━━━ Passage shown ━━━

Inspiring the next generation of spine surgeons

Raphaële Charest-Morin talks about careers in research in the Women in STEMM series

Acclaimed Canadian orthopedic surgeon and AO Spine Knowledge Forum (KF) Tumor associate member Raphaële Charest-Morin, MD, FRCSC, enthusiastically encourages women to pursue careers in spine surgery and spine research. She says these careers are “a marathon, not a sprint” and asserts that a strong drive—and a strong support network, including mentors—is essential.


For the past two years, I have practiced spine surgery at the Vancouver Spine Surgery Institute, a highly specialized organization in Vancouver, Canada. Previousoly, I was in Quebec City, Canada, for three years. I have wanted to be a surgeon for as long as I can remember. My dad was a donor to Doctors Without Borders and from an early age I was fascinated by surgery. I wanted to help people.

━━━

## Brief A
Rewrite the stretch of the Charest-Morin profile from "Inspiring the next" through "to help people.", swapping "mentors" for "advisors".
## Brief B
Write the next part of the Charest-Morin profile, picking up right after its last sentence.

━━━ Supplied material ━━━

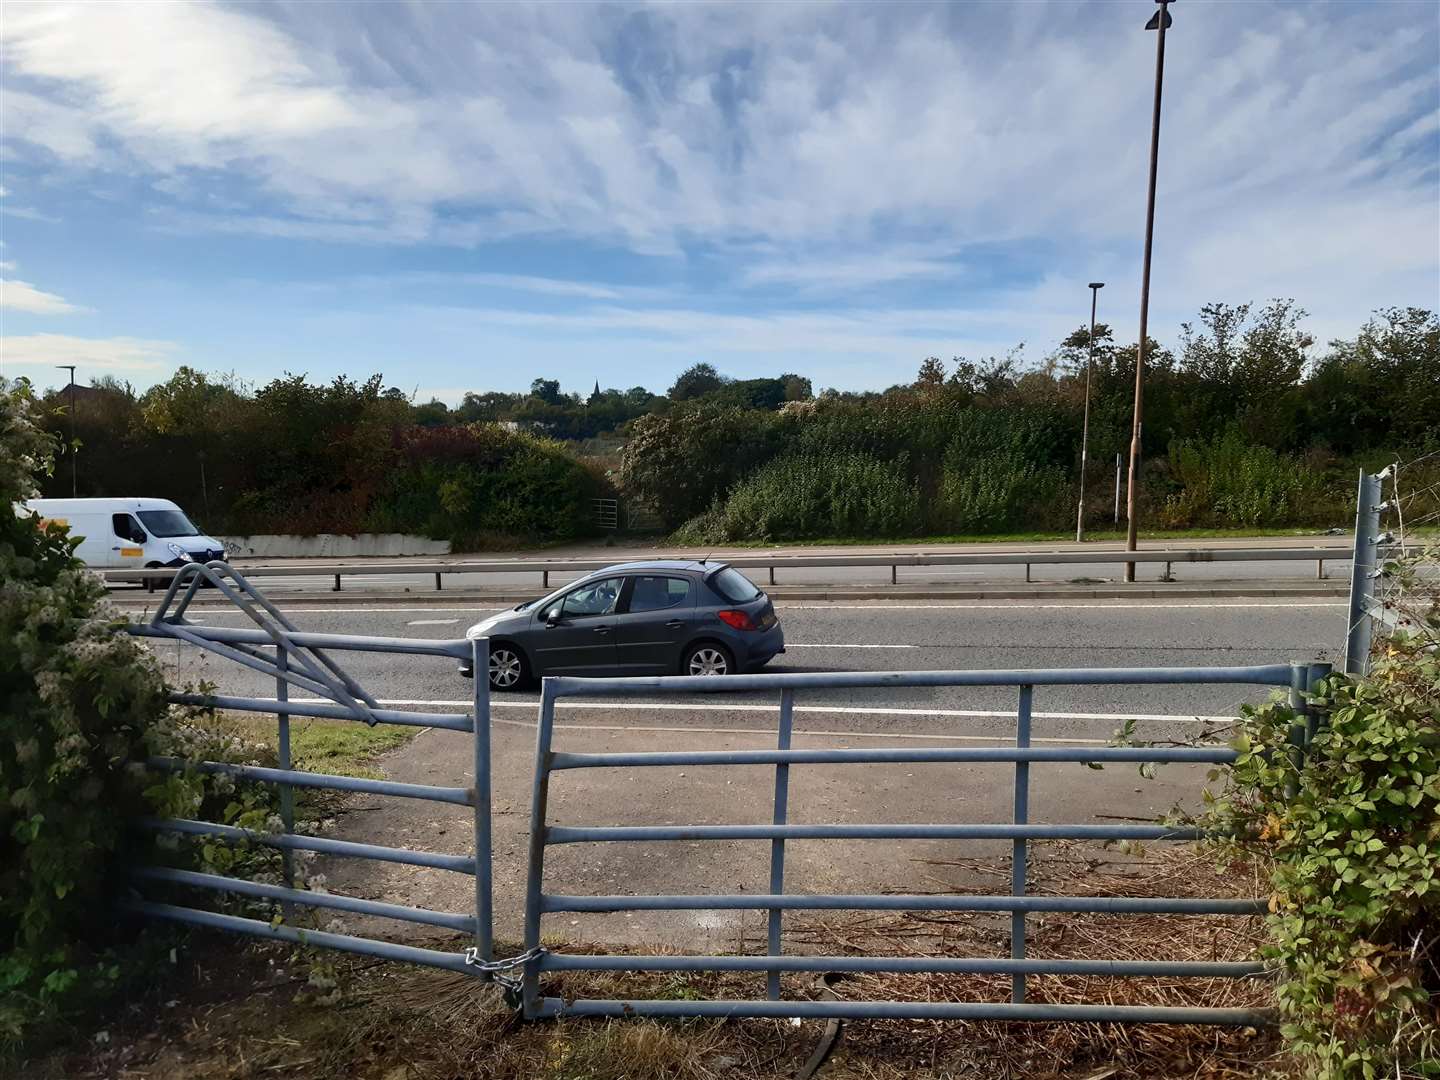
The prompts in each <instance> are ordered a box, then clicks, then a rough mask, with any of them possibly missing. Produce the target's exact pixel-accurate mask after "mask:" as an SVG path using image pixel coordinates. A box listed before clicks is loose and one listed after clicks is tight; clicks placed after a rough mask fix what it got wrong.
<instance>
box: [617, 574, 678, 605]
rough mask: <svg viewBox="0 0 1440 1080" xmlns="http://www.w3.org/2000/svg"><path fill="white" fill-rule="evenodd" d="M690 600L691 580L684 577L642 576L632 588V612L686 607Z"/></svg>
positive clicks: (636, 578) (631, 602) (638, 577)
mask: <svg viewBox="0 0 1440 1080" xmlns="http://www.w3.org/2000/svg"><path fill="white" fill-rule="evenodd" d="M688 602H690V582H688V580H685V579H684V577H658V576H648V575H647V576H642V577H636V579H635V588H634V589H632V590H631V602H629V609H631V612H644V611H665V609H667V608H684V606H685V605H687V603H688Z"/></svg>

━━━

## Output A
Inspiring the next generation of spine surgeons

Raphaële Charest-Morin talks about careers in research in the Women in STEMM series

Acclaimed Canadian orthopedic surgeon and AO Spine Knowledge Forum (KF) Tumor associate member Raphaële Charest-Morin, MD, FRCSC, enthusiastically encourages women to pursue careers in spine surgery and spine research. She says these careers are “a marathon, not a sprint” and asserts that a strong drive—and a strong support network, including advisors—is essential.


For the past two years, I have practiced spine surgery at the Vancouver Spine Surgery Institute, a highly specialized organization in Vancouver, Canada. Previousoly, I was in Quebec City, Canada, for three years. I have wanted to be a surgeon for as long as I can remember. My dad was a donor to Doctors Without Borders and from an early age I was fascinated by surgery. I wanted to help people.

## Output B
My involvement with AO Spine started with my AO Spine Fellowship at Vancouver General Hospital in 2014–2015. One of my mentors was Dr Charles Fisher, who is chairperson of the AO Spine KF Tumor, and he integrated me into the KF. AO Spine is a useful network in terms of all of the people I can reach out to engage in discussion about complex cases. It’s a very collegial environment. It’s easy to reach out to people all over the world, and that’s really a strength of this KF.

l know that there are women surgeons and researchers who have faced a lot of challenges, but I have been very lucky as I feel that through my education and career, people have promoted and helped me. I never felt I was treated differently because I was a woman. 

''We do need more women who are working as spine surgeons to inspire the next generation. There are not a lot of women spine surgeons, but there’s a lot of opportunity. Every year when I go to conferences, I’m approached by residents wanting to do spine surgery or spine research.''

Raphaële Charest-Morin, MD, FRCSC (AO Spine)

It might be hard for some people to reconcile this career with having a family, but if you have great family and social support, you can have both family and a career as a spine surgeon. I have two children, eight and four years old, and I have a really helpful partner. I know from personal experience that it can be done. In fact, I had one of my children during my residency, which is one of the craziest, busiest times in any surgeon’s life.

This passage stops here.